> _Source extract_
Human civilisation is over.

I don't know if we deserve it or not, but we cannot deny, anyway, that we have been stupid enough to make it happen.

How stupid are we?

In the same few days we have the strongest rains ever recorded in Indian history, and no one on the news asks whether there's a connection to climate change. We have a freak hurricane in Birmingham, and no one asks whether it's to do with climate change.

Instead the television invites us to watch a group of tedious morons trying to grab the limelight in order to appease the eternal aching of their insipid little egos. We are promised a delightful modern fairy tale starring Hilary Duff. And when these emetic celebrities pass from our screens they are replaced by respectable leaders of men inviting us to support them in an endless war upon people we have never met. And between their speeches we are sold washing machines and cars and chocolate and toilet fresheners and all these other things that we need so much that its worth destroying the entire planet for.

By rights we should be ripping the heads off these various celebrities, politicians and advertising executives and puking down their execrable necks.



I suppose, instead, we shall be gathered around our televisions watching the tidal wave on the screens as it crashes through our windows. How's that for reality TV?

I've just got one thing to say - get out of the insurance business NOW. You're onto a loser.

Monday, July 25, 2005

Rule Dementia! Hits the Net

Well, someone told me recently that they'd spotted a new novel of mine in the catalogue of an Internet bookshop. I was surprised to hear this as, so far, I haven't published any novels. I have written one, mind you, but so far no one seems willing to touch it.



Anyway, I checked out the claim, and it seems that they were probably referring to Rule Dementia!, my collection of short stories and novellas, which is available to purchase now from Shocklines.

[Saved data entries]
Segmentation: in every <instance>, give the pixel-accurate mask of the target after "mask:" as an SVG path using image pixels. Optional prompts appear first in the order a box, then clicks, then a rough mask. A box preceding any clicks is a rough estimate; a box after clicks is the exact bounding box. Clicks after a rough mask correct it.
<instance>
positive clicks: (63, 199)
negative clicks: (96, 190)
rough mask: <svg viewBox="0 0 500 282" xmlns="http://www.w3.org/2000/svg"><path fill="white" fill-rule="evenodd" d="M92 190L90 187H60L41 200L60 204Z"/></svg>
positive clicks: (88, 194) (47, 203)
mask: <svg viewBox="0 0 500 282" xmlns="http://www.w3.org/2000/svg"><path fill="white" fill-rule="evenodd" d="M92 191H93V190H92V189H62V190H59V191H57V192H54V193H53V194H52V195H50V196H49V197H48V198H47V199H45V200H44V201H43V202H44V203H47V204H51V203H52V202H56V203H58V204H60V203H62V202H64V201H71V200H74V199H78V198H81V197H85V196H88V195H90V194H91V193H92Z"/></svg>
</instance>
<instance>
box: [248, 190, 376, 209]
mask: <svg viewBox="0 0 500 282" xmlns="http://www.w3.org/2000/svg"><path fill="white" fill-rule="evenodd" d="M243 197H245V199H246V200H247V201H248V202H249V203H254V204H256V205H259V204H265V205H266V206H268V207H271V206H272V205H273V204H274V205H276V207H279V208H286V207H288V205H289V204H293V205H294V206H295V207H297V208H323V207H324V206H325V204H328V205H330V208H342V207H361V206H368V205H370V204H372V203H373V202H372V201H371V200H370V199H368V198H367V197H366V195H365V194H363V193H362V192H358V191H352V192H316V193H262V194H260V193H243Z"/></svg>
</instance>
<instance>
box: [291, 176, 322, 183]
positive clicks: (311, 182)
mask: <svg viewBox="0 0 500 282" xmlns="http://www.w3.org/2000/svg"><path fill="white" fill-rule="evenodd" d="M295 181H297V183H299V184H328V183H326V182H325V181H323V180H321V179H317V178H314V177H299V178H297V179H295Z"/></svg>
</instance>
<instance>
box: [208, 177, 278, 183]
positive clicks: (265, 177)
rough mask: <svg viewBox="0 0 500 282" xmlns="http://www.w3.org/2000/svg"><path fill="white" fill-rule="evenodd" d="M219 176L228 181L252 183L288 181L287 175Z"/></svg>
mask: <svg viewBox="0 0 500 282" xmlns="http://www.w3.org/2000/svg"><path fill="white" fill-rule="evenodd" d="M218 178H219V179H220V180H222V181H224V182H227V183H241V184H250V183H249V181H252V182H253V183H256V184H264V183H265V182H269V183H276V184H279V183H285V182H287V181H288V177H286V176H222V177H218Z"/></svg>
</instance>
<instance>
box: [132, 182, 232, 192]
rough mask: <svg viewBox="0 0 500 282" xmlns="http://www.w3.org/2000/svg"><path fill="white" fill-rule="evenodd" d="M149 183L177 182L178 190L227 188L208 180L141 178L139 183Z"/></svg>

> _Written task 1_
Write out the blog post's passage from "Human civilisation is" to "with climate change.".
> _Written task 2_
Mark each statement yes or no according to the blog post, quoting the words that decide it: (a) The writer has already published a novel. (b) Rule Dementia! is a collection of short stories and novellas. (c) The freak hurricane struck Birmingham.

> _Answer 1_
Human civilisation is over.

I don't know if we deserve it or not, but we cannot deny, anyway, that we have been stupid enough to make it happen.

How stupid are we?

In the same few days we have the strongest rains ever recorded in Indian history, and no one on the news asks whether there's a connection to climate change. We have a freak hurricane in Birmingham, and no one asks whether it's to do with climate change.

> _Answer 2_
(a) No: "so far, I haven't published any novels."
(b) Yes: "my collection of short stories and novellas"
(c) Yes: "We have a freak hurricane in Birmingham"